> [SET OF TASKS]
a - From the garden club bylaws, list every kind of living thing named as part of the indigenous "web of life."
b - Copy the part of the garden club bylaws starting with "ARTICLE III: Membership" and going on through "or other factors.", swapping "any person" for "anyone".

> [PROVIDED PASSAGE]
ARTICLE I: Name
The name of this organization shall be “Garden Club of Windham, Inc.” hereafter referred to as “the Garden Club.”
ARTICLE II: Mission and Objectives
The Garden Club is a nonstock corporation organized and incorporated under the Connecticut Revised Nonstock Corporation Act, C.G.S. Section 33-1000 et seq. seq., and shall have the powers of a Connecticut nonstock corporation, provided that the activities of the Garden Club are not inconsistent with Sections 501(c)(3) and 170(c)(2) of the Internal Revenue Code of 1986, as amended. The purposes of the Garden Club, as set forth in the Certificate of Incorporation, shall be to aid in the revitalization of the Town of Windham, including Willimantic, through education and the physical improvement of their public property. The Garden Club shall achieve this goal through a partnership with the Town and other groups, engaging citizens in activities that beautify the community and promote civic responsibility. The Garden Club aims to progressively improve the social capital of the Town by creating attractive public spaces that will be used for positive community activities. The Garden Club serves a variety of charitable functions for the community by cultivating its educational, artistic, cultural, and environmental resources. Its objectives include:
1. to operate exclusively on a non-profit basis solely for charitable and educational purposes that will serve our community and the public;
2. to share our love and knowledge of gardening with others in our community;
3. to improve the appearance and environment of our town through civic beautification projects, cultivation and care of public spaces, and tree planting in cooperation with the Town of Windham;
4. to work with the youth of our community to encourage an appreciation of plants, ecology, gardening, and civic responsibility; and
5. to foster respect for the environment and to work toward understanding and protecting the indigenous “web of life”: the native plants, insects, birds, amphibians, fish, and mammals that share our urban and suburban environment.
ARTICLE III: Membership
Section 1: Membership. Membership is open to any person with an interest in furthering our objectives without regard to place of residence, disability, age, or other factors.
Section 2: Dues. All Members are required to pay annual dues for each calendar year. The annual dues shall be determined at the last meeting of the year and shall be payable in January of each year. A Member whose dues have not been paid shall be notified, by April 30th for that year, that he or she will lose membership and voting rights for that year’s Annual Meeting and subsequent Membership Meetings.
Section 3: Notification. All Members who have provided a valid residential address, e-mail address, or preferred phone number shall receive notification and an agenda for all meetings and volunteer work days held by the Garden Club.
Section 4: Voting Rights. All Members in attendance at Membership Meetings shall have voting rights on all issues that come before a regularly scheduled meeting of the Garden Club. Votes shall be decided by a majority of the Membership in attendance unless otherwise specified in these Bylaws.
Section 5: Volunteers. The names and contact information of volunteers who participate in work projects but do not pay dues shall be recorded by the Membership Committee and they shall receive notice of work days. Volunteers shall be welcome at any time to become dues-paying Members and to attend Membership Meetings as guests.

> [COLLECTED DATA]
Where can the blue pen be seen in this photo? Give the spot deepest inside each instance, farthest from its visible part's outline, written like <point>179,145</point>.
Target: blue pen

> [RESULTS IN ORDER]
a - native plants, insects, birds, amphibians, fish, mammals

b -
ARTICLE III: Membership
Section 1: Membership. Membership is open to anyone with an interest in furthering our objectives without regard to place of residence, disability, age, or other factors.